(Stored entries)
☆ ☆ ☆ ☆ ☆
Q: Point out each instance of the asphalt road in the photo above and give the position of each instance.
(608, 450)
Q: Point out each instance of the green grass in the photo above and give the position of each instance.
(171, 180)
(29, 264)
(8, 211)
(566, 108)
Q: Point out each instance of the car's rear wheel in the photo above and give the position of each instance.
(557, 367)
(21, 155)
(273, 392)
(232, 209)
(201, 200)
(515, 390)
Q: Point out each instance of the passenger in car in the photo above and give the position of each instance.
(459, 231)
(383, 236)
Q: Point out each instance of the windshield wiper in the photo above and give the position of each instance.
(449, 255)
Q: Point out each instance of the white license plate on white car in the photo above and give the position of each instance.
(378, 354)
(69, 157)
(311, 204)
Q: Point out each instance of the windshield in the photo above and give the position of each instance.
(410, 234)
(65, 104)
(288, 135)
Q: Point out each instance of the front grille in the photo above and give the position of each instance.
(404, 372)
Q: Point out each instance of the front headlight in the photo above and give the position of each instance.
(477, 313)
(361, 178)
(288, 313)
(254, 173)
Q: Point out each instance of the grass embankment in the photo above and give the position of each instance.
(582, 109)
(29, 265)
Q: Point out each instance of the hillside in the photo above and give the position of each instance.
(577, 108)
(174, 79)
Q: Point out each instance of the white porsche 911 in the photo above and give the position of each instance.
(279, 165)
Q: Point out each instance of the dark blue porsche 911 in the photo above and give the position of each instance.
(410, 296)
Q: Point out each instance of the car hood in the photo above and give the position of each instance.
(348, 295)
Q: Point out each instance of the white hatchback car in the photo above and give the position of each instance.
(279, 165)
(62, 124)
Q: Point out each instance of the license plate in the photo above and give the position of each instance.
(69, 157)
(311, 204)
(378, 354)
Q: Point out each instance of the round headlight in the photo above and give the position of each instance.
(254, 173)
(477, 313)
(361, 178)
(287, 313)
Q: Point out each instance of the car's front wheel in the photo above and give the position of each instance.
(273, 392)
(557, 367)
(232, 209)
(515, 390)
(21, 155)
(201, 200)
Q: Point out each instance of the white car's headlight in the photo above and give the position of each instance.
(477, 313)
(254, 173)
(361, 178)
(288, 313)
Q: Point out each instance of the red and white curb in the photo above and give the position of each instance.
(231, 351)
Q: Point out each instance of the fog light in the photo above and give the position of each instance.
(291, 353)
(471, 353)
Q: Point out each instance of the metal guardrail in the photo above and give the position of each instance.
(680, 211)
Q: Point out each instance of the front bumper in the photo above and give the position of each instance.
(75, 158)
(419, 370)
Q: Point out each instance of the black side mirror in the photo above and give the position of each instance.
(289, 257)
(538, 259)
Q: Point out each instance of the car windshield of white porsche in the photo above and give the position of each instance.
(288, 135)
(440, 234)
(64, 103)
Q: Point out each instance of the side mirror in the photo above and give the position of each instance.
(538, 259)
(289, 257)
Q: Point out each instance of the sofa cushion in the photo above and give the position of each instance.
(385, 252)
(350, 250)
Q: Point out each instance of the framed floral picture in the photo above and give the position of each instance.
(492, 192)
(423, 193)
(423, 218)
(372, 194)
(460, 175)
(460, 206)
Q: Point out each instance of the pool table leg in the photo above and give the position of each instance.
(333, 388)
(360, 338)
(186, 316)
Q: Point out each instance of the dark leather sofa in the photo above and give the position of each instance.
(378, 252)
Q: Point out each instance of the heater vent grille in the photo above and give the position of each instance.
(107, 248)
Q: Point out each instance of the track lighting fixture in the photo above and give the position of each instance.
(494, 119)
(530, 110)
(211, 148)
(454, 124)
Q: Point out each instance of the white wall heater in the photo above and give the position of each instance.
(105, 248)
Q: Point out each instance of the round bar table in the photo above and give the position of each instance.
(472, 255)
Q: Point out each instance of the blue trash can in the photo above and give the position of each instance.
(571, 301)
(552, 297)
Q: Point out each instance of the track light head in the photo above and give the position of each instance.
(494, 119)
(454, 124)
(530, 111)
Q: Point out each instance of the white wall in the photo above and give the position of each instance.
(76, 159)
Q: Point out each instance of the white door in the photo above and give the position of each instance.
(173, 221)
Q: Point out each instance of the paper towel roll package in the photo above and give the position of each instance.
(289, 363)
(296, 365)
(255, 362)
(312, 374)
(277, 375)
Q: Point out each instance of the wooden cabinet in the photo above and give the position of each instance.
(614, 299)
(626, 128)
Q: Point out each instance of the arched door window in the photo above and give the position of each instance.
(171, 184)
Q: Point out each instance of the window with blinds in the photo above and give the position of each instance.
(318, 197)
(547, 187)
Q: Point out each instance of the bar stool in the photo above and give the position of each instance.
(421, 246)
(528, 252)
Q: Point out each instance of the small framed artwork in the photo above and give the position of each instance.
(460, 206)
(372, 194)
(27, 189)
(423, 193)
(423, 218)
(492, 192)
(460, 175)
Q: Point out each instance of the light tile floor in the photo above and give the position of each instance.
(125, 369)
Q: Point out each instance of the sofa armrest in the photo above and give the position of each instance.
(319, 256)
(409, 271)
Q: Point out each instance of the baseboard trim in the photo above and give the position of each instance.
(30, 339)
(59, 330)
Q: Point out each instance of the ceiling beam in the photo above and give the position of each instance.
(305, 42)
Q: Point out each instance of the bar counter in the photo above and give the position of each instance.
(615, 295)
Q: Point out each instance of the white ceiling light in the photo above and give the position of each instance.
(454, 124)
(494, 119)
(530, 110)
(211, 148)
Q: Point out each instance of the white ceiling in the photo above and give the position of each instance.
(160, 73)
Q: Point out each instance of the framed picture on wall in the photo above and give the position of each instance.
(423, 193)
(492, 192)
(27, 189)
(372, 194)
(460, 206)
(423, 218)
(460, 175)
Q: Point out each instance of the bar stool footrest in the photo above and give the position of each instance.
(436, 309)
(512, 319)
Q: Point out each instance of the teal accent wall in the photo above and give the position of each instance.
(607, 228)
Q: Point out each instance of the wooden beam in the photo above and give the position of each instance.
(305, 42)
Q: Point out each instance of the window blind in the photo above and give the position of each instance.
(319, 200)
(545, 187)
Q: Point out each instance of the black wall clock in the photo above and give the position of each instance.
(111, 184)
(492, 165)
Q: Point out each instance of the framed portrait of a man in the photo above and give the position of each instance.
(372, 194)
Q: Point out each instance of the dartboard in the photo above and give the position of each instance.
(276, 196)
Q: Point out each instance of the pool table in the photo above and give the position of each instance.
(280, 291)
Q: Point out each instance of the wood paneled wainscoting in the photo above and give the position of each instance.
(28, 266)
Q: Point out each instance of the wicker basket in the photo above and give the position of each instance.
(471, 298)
☆ ☆ ☆ ☆ ☆
* **WHAT IS ASKED**:
Reproduce all of the stored entries above verbatim, keeping them in their original order.

* **EXERCISE RESULT**:
Q: Point out each instance of the asphalt road in the photo above and give the position of each instance.
(608, 450)
Q: Point out each instance of the green grass in the photo above and give the position of each instance.
(171, 180)
(29, 264)
(8, 211)
(566, 108)
Q: Point out each instance of the car's rear wheel in the photo above and give the position of each instance.
(557, 367)
(21, 155)
(273, 392)
(232, 209)
(201, 200)
(515, 390)
Q: Point out each instance of the passenger in car in the photo above and give the position of each instance.
(459, 231)
(383, 236)
Q: Point out each instance of the windshield wiper in the photo above and give the position of each instance.
(449, 255)
Q: Point out each instance of the white license plate on white car in the photo above and give the position of each instance.
(378, 354)
(69, 157)
(311, 204)
Q: Point out each instance of the windshield in the photo above and give the position of each instance.
(410, 234)
(65, 104)
(288, 135)
Q: Point out each instance of the front grille in the photo above and give the position of each instance.
(404, 372)
Q: Point out each instance of the front headlight in the photo above and give the position of each instance.
(477, 313)
(361, 178)
(288, 313)
(254, 173)
Q: Point out each instance of the grass embankment in the photo above and give the position of each instance.
(582, 109)
(29, 265)
Q: Point out each instance of the hillside in the photo above and give the position of each instance.
(577, 108)
(174, 79)
Q: Point out each instance of the white porsche 911 in the photo above and give the position of each instance.
(279, 165)
Q: Point out each instance of the dark blue porsche 911 in the photo above and give the position of each instance.
(410, 296)
Q: Point out each instance of the car hood in the photo above and give the position of each instance.
(348, 295)
Q: Point out each instance of the white hatchback car in the photo above and give the position of each instance.
(279, 165)
(62, 124)
Q: Point out each instance of the license plate in the photo above and give the position of each instance.
(69, 157)
(311, 204)
(378, 354)
Q: Point out each instance of the round headlight in the photo above and give the position of each instance.
(254, 173)
(477, 313)
(361, 178)
(287, 313)
Q: Point out each instance of the car's front wheel in the photo above and give the position of each instance.
(273, 392)
(557, 367)
(232, 209)
(515, 390)
(21, 155)
(201, 200)
Q: Point out each instance of the white car's headlight in the photo above and give the position of each instance.
(477, 313)
(254, 173)
(361, 178)
(288, 313)
Q: Point out each instance of the red and white curb in the photo above and give the position of each instance.
(231, 351)
Q: Point out each instance of the fog light in the photo above and give the position of each instance.
(291, 353)
(471, 353)
Q: Point out each instance of the metal guardrail in the photo above and give the position of each instance.
(680, 211)
Q: Point out each instance of the front bumper in the photo above and give the position of each instance.
(75, 158)
(419, 370)
Q: Point out each instance of the black side mirror in the photo above and give the position of each instance.
(289, 257)
(538, 259)
Q: Point out each instance of the car windshield of white porsche in the photo above and give the position of each instance.
(288, 135)
(440, 234)
(64, 103)
Q: Point out each instance of the side mirror in the photo above and give the position of each instance.
(538, 259)
(289, 257)
Q: Point out each instance of the sofa cushion in the photo above and give the position of each instance.
(385, 252)
(350, 250)
Q: Point out each instance of the framed floral picture in the photo above and give the position of each instance.
(492, 192)
(423, 193)
(423, 218)
(372, 194)
(460, 175)
(460, 206)
Q: Point out each instance of the pool table leg in the photo above and give the position of each instance.
(333, 388)
(360, 338)
(186, 316)
Q: Point out each instance of the dark leather sofa in the photo above and give the position of each instance.
(378, 252)
Q: Point out each instance of the heater vent grille in the photo above and give the position of each instance.
(107, 248)
Q: Point out each instance of the track lighting fixture in the photo above and give the position of each instance.
(494, 119)
(530, 110)
(211, 148)
(454, 124)
Q: Point out each instance of the white wall heater in the photo above and give the position of each instance.
(105, 248)
Q: Point out each instance of the round bar table in the photo above and give the position of each instance.
(472, 255)
Q: Point out each instance of the blue trash can in the photo above and give the position of each instance.
(571, 301)
(552, 297)
Q: Point out each instance of the track light head in the photo above and give the position of each instance.
(494, 119)
(454, 124)
(530, 111)
Q: Point out each instance of the white wall in the photo above and give the position of each instance.
(76, 159)
Q: Point out each instance of the white door in the photo above and give the position of each instance.
(173, 221)
Q: Point out each instance of the paper towel roll package in the photo above and give the position of each instance.
(289, 363)
(296, 365)
(255, 362)
(312, 374)
(277, 375)
Q: Point out each instance of the wooden cabinet in the photo above and give the position of each instance.
(614, 299)
(626, 128)
Q: Point out each instance of the arched door window in the photo above and give the position of each instance.
(171, 184)
Q: Point out each instance of the window with blinds in the photo above and give the position of each instance.
(318, 197)
(547, 187)
Q: Point out each instance of the bar stool in the photo above and give the position of each instance.
(421, 246)
(528, 252)
Q: Point out each instance of the small framed artwork in the photo above and give the position of each instance.
(460, 206)
(372, 194)
(27, 189)
(423, 193)
(423, 218)
(492, 192)
(460, 175)
Q: Point out each instance of the light tile floor in the photo above and give the position of each instance.
(125, 369)
Q: Point out each instance of the sofa armrest in the photo above and give the position of each instance.
(319, 256)
(409, 271)
Q: Point out each instance of the baseboard trim in the photo above and give the position of each instance.
(30, 339)
(59, 330)
Q: Point out each instance of the ceiling beam in the photo above and give the position of each instance.
(305, 42)
Q: Point out each instance of the bar counter in the photo above and give the position of each instance.
(615, 295)
Q: Point out each instance of the white ceiling light in the photo above and give the position of each instance.
(454, 124)
(494, 119)
(530, 110)
(211, 148)
Q: Point out each instance of the white ceiling in the photo above and give the position of each instance.
(160, 73)
Q: Point out each instance of the framed picture on wall in the photo above and give the position of each instance.
(423, 193)
(492, 192)
(27, 189)
(372, 194)
(460, 206)
(423, 218)
(460, 175)
Q: Point out each instance of the bar stool footrest in the photo above and give the position of each instance.
(436, 309)
(512, 319)
Q: Point out each instance of the teal accent wall in the photo above and give the position of each instance.
(607, 228)
Q: Point out each instance of the wooden beam in the photo above and give the position of each instance.
(305, 42)
Q: Point out each instance of the window blind in the photo above and give the position of each instance.
(319, 200)
(545, 187)
Q: Point out each instance of the black wall clock in the photo above and give the position of each instance.
(111, 184)
(492, 165)
Q: Point out each instance of the framed portrait of a man in the photo above and give the position of each instance.
(372, 194)
Q: Point out each instance of the dartboard in the photo above and give the position of each instance.
(276, 196)
Q: Point out each instance of the pool table in the photo above and give the position of each instance.
(280, 291)
Q: Point out each instance of the wood paneled wainscoting in the photo above and give the position of each instance.
(28, 266)
Q: Point out each instance of the wicker basket in the photo above and give the position of each instance.
(471, 298)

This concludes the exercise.